Records shown.

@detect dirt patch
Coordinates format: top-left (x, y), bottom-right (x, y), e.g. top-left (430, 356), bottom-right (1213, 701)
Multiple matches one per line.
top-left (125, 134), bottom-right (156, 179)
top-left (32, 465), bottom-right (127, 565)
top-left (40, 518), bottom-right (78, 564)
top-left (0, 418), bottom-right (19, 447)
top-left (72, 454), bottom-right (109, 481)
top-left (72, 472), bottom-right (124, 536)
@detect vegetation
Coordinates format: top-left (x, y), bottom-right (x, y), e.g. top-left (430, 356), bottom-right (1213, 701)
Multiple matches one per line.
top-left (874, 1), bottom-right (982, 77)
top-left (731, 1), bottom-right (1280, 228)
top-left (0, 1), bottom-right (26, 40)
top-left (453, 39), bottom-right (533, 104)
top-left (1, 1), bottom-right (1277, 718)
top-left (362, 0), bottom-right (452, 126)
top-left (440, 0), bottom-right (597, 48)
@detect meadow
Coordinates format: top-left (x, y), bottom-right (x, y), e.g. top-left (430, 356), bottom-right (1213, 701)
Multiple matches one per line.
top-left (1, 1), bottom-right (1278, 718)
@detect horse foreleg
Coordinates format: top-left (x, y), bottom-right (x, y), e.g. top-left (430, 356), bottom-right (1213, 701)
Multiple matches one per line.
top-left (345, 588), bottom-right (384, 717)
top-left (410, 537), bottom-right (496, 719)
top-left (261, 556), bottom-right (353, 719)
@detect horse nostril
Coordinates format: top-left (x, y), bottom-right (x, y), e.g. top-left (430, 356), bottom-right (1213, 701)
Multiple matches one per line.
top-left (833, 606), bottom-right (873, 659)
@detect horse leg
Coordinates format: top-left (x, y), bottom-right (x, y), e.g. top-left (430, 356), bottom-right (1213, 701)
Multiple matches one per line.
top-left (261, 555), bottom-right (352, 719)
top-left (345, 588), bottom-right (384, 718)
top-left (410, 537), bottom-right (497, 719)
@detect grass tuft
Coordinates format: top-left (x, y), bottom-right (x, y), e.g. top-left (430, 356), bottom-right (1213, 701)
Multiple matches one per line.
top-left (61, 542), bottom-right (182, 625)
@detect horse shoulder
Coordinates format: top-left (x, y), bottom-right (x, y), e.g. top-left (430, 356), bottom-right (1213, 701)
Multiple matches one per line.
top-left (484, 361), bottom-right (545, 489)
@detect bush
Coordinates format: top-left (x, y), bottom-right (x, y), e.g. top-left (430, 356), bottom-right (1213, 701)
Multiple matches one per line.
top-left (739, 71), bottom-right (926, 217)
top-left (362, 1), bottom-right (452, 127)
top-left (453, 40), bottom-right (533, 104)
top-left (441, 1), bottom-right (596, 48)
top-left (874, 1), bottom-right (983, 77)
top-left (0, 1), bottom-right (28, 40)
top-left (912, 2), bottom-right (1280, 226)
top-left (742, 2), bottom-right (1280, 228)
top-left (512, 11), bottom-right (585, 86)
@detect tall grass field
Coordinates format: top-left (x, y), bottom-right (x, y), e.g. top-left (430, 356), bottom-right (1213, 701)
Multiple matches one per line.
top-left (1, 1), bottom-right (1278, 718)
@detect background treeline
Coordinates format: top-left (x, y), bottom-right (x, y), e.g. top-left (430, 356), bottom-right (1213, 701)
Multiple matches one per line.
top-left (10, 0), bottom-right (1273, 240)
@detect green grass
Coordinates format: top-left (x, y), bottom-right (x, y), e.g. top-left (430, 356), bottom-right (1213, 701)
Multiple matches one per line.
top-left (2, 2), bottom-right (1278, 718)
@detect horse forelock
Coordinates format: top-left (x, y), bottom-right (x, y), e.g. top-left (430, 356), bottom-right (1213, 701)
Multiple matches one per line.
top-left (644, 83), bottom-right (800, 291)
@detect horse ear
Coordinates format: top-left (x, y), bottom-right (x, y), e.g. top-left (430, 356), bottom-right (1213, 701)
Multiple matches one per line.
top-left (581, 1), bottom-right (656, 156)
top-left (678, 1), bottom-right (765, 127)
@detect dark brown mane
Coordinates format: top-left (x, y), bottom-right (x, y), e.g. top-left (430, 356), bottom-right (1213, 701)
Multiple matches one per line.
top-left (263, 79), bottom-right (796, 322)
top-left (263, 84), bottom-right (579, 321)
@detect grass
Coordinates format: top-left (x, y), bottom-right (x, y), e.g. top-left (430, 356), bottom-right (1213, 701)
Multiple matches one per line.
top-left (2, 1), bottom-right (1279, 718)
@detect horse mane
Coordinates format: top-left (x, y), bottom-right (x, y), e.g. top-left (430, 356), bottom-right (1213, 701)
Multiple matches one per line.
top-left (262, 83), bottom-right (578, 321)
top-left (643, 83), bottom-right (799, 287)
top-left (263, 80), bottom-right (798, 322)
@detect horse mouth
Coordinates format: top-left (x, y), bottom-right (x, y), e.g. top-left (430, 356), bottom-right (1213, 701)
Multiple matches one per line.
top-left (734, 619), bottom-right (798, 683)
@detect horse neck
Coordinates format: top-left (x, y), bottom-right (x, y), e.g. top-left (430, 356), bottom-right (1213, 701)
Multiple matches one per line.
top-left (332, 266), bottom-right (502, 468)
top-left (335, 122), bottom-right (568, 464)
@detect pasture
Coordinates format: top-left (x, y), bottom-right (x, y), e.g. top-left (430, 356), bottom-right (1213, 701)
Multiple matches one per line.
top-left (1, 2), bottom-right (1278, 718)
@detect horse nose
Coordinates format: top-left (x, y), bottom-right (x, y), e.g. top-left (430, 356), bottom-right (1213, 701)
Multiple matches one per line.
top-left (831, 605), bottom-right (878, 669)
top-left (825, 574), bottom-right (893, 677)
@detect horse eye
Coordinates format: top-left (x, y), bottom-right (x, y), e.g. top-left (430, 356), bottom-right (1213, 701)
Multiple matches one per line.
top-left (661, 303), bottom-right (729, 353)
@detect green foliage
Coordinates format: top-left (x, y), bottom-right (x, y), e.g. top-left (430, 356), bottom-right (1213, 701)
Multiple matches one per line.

Task objective. Copy the listing exactly.

Response for this exercise.
@detect dirt patch
Coordinates format: top-left (x, y), bottom-right (x, y), e.g. top-left (430, 356), bottom-right (1213, 701)
Multiple matches one per line.
top-left (125, 134), bottom-right (156, 179)
top-left (32, 465), bottom-right (127, 565)
top-left (40, 518), bottom-right (78, 564)
top-left (0, 418), bottom-right (19, 447)
top-left (72, 454), bottom-right (109, 481)
top-left (72, 472), bottom-right (124, 536)
@detect vegetation
Coordinates format: top-left (x, y), bottom-right (x, y), e.g. top-left (430, 356), bottom-right (1213, 701)
Multiple matches one per line.
top-left (874, 1), bottom-right (982, 77)
top-left (731, 1), bottom-right (1280, 228)
top-left (0, 1), bottom-right (26, 40)
top-left (453, 39), bottom-right (533, 104)
top-left (1, 1), bottom-right (1277, 718)
top-left (362, 0), bottom-right (452, 126)
top-left (440, 0), bottom-right (597, 48)
@detect meadow
Coordinates format: top-left (x, y), bottom-right (x, y), e.g. top-left (430, 356), bottom-right (1213, 701)
Multiple matches one per line.
top-left (1, 1), bottom-right (1278, 718)
@detect horse foreleg
Coordinates format: top-left (x, y), bottom-right (x, y), e.g. top-left (430, 356), bottom-right (1213, 701)
Multiple matches one per line.
top-left (345, 588), bottom-right (384, 717)
top-left (410, 537), bottom-right (496, 719)
top-left (261, 556), bottom-right (353, 719)
@detect horse nostril
Coordinates format: top-left (x, y), bottom-right (x, y), e.g. top-left (430, 356), bottom-right (1213, 701)
Multiple matches one per line.
top-left (833, 606), bottom-right (873, 659)
@detect horse leg
Coordinates format: top-left (x, y), bottom-right (x, y), e.g. top-left (430, 356), bottom-right (1213, 701)
Multiple matches one per line.
top-left (261, 555), bottom-right (352, 719)
top-left (345, 588), bottom-right (384, 718)
top-left (410, 537), bottom-right (497, 719)
@detect grass tuft
Coordinates format: top-left (x, y), bottom-right (x, y), e.g. top-left (430, 356), bottom-right (1213, 701)
Multiple matches one per line.
top-left (61, 542), bottom-right (182, 625)
@detect horse shoulder
Coordinates format: top-left (x, y), bottom-right (x, y), e.g. top-left (430, 356), bottom-right (1213, 701)
Multiple matches one per line.
top-left (484, 361), bottom-right (545, 489)
@detect bush
Coordinates format: top-left (x, y), bottom-right (x, y), e.g. top-left (430, 356), bottom-right (1213, 701)
Multiple matches one per line.
top-left (739, 71), bottom-right (926, 217)
top-left (362, 1), bottom-right (452, 127)
top-left (453, 40), bottom-right (533, 104)
top-left (441, 1), bottom-right (596, 48)
top-left (874, 1), bottom-right (983, 77)
top-left (0, 1), bottom-right (28, 40)
top-left (912, 2), bottom-right (1280, 226)
top-left (742, 2), bottom-right (1280, 228)
top-left (512, 11), bottom-right (585, 86)
@detect tall grass field
Coordinates format: top-left (x, y), bottom-right (x, y), e.g. top-left (430, 356), bottom-right (1213, 701)
Multiple matches one per line.
top-left (1, 1), bottom-right (1278, 718)
@detect background treeline
Coordinates format: top-left (x, y), bottom-right (x, y), e.g. top-left (430, 356), bottom-right (1213, 701)
Multiple matches one per line.
top-left (10, 0), bottom-right (1273, 240)
@detect green grass
Coordinates format: top-left (x, y), bottom-right (x, y), e.g. top-left (430, 356), bottom-right (1213, 701)
Multiple matches one per line.
top-left (2, 2), bottom-right (1278, 718)
@detect horse forelock
Coordinates format: top-left (x, y), bottom-right (x, y), e.g. top-left (430, 356), bottom-right (1213, 701)
Multiple matches one per line.
top-left (644, 83), bottom-right (800, 291)
@detect horse ear
Coordinates format: top-left (x, y), bottom-right (x, y), e.g. top-left (430, 356), bottom-right (1213, 701)
Multiple matches one per line.
top-left (581, 1), bottom-right (656, 156)
top-left (678, 1), bottom-right (765, 127)
@detect dark brown mane
Coordinates format: top-left (x, y), bottom-right (x, y), e.g. top-left (430, 356), bottom-right (1213, 701)
Multiple matches one per line.
top-left (263, 79), bottom-right (796, 322)
top-left (263, 84), bottom-right (579, 321)
@detect grass
Coordinates format: top-left (x, y), bottom-right (x, y), e.g. top-left (430, 356), bottom-right (1213, 701)
Multiple matches one per line.
top-left (2, 1), bottom-right (1279, 718)
@detect horse mane
Coordinates format: top-left (x, y), bottom-right (x, y), e.g. top-left (430, 356), bottom-right (1213, 701)
Multiple matches one per line.
top-left (262, 83), bottom-right (578, 321)
top-left (643, 83), bottom-right (799, 287)
top-left (263, 80), bottom-right (798, 322)
@detect horse mouth
Coordinates format: top-left (x, y), bottom-right (x, y), e.g. top-left (430, 356), bottom-right (1213, 701)
Multiple matches one per line.
top-left (734, 619), bottom-right (798, 683)
@detect horse neck
Coordinates format: top-left (x, y), bottom-right (x, y), e.g. top-left (430, 356), bottom-right (1213, 701)
Multiple matches one per line.
top-left (332, 266), bottom-right (502, 468)
top-left (335, 122), bottom-right (568, 464)
@detect pasture
Coordinates format: top-left (x, y), bottom-right (x, y), e.g. top-left (430, 356), bottom-right (1213, 701)
Multiple matches one per line.
top-left (1, 2), bottom-right (1278, 718)
@detect horse nose
Coordinates format: top-left (x, y), bottom-right (x, y), e.g. top-left (430, 356), bottom-right (1213, 701)
Multiple matches one per line.
top-left (831, 605), bottom-right (878, 669)
top-left (825, 574), bottom-right (893, 677)
@detect horse eye
Coordinates format: top-left (x, y), bottom-right (x, y), e.g. top-left (430, 356), bottom-right (1213, 701)
Multiple matches one per line.
top-left (661, 303), bottom-right (729, 353)
@detect green foliage
Coordinates format: top-left (x, y), bottom-right (x, y), e.g. top-left (430, 356), bottom-right (1213, 701)
Multiple matches one per line.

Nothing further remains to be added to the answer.